=== EXERCISE MATERIAL ===

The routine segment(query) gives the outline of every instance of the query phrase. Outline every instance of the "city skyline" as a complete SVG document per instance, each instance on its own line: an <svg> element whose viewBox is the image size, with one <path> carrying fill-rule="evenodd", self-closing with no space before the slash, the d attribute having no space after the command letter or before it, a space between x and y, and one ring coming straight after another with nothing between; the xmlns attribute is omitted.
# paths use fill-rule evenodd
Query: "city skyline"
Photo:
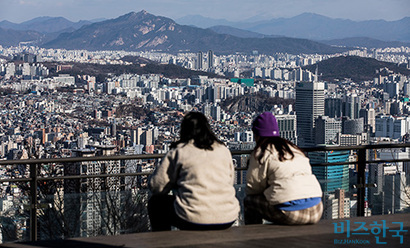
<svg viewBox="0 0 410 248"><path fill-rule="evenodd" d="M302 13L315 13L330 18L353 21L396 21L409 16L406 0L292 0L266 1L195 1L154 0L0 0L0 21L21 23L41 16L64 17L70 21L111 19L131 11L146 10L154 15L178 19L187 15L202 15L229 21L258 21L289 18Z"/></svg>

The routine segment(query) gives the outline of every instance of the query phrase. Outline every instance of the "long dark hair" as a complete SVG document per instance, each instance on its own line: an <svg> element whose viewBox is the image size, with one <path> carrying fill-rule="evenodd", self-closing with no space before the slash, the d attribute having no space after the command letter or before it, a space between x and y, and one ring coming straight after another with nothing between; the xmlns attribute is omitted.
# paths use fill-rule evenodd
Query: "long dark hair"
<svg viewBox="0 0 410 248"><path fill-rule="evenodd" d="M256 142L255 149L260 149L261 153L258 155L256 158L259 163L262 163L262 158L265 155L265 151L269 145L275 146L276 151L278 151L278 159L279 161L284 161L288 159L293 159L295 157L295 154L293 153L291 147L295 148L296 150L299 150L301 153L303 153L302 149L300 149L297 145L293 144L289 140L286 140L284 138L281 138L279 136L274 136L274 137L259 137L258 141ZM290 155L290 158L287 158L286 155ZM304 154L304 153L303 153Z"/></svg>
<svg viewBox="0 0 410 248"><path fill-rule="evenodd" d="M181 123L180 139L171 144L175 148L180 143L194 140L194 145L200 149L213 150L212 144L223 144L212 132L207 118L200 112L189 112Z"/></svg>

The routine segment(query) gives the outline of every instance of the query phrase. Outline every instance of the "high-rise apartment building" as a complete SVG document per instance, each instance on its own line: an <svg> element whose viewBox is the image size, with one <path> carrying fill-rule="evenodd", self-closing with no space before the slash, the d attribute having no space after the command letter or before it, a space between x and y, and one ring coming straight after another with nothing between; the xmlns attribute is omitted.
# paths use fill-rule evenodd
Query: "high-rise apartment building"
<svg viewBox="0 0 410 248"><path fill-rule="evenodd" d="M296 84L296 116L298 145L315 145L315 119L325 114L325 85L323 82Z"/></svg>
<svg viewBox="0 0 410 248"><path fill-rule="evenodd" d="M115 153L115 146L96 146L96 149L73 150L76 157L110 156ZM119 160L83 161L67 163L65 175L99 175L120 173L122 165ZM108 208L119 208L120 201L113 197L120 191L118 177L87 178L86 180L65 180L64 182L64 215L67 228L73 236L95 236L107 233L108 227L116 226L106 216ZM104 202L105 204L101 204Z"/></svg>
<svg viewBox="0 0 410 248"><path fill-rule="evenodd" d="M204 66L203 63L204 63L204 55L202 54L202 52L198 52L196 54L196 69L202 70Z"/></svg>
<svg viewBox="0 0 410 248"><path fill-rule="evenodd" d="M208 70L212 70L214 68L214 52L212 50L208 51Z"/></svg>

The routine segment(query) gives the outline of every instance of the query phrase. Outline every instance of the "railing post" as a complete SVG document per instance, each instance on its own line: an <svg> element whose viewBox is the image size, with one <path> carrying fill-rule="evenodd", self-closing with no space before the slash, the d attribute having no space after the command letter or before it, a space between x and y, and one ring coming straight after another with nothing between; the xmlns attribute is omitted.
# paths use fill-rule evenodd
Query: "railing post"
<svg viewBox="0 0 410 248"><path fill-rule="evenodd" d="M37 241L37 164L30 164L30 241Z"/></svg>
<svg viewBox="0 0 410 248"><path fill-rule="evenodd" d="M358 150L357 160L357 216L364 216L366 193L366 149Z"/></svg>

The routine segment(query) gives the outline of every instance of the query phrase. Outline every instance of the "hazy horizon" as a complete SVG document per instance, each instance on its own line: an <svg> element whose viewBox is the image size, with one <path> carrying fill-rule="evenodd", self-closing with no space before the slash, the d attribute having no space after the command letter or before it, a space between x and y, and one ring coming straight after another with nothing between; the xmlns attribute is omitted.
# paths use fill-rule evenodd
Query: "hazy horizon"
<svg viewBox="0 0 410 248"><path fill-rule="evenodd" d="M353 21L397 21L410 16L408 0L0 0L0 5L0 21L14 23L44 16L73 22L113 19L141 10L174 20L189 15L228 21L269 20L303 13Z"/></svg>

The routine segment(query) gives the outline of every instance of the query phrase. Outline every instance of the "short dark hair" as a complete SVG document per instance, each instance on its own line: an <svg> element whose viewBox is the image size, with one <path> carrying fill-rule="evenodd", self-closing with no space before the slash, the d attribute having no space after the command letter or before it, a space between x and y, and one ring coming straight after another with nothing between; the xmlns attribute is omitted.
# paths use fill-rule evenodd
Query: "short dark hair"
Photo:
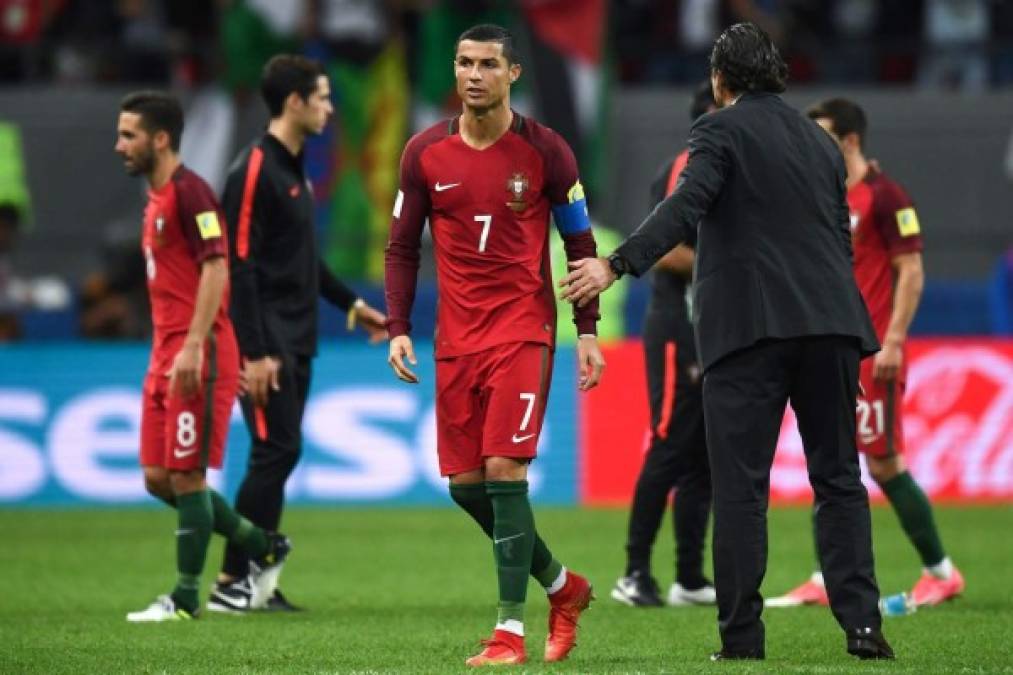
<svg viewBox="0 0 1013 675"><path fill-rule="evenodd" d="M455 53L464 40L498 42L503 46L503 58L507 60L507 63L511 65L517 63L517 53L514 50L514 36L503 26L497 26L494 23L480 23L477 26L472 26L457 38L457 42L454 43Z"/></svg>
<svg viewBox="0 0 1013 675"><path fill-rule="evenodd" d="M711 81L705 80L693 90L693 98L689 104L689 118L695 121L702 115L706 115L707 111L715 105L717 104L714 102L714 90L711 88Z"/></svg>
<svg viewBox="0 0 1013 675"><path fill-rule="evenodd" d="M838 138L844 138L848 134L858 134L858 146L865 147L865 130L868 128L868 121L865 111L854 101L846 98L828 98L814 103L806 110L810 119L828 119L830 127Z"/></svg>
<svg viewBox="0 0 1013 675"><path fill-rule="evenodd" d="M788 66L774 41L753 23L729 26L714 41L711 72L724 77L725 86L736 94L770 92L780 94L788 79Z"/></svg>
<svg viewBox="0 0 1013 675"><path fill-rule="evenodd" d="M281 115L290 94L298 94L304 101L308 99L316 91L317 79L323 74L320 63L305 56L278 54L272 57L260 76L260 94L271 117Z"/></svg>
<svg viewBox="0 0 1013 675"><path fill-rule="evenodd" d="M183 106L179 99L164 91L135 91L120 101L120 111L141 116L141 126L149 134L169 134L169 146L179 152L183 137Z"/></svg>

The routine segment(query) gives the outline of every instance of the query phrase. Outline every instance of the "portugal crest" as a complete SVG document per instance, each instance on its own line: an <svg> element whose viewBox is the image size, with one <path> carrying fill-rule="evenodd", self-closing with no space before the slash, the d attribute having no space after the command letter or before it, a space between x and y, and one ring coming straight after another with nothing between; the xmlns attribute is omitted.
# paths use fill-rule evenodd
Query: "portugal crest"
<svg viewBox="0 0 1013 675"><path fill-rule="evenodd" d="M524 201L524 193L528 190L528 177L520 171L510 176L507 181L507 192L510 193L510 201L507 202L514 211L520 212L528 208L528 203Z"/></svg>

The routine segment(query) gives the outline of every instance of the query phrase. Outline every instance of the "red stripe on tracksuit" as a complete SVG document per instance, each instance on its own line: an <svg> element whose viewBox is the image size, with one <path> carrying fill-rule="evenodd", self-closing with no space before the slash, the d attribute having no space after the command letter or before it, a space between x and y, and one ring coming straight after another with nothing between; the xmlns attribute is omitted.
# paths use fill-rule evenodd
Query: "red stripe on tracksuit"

===

PROBLEM DESCRIPTION. In the material above, find the lines that contain "stripe" and show them.

COMPLETED TASK.
The routine segment(query) gives the outline of every instance of the query phrase. Outline every instance of the "red stripe on tracksuit" as a complete SVG document per instance, each instance on its own line: an <svg> element whose viewBox is the image size, with one <path> carrying fill-rule="evenodd", self-closing with no space before the slash, the d attribute having no space after the command letter or before it, a space between x and y, and one ring coming straight after another with nothing between; the xmlns attribute is omitted.
Query: "red stripe on tracksuit"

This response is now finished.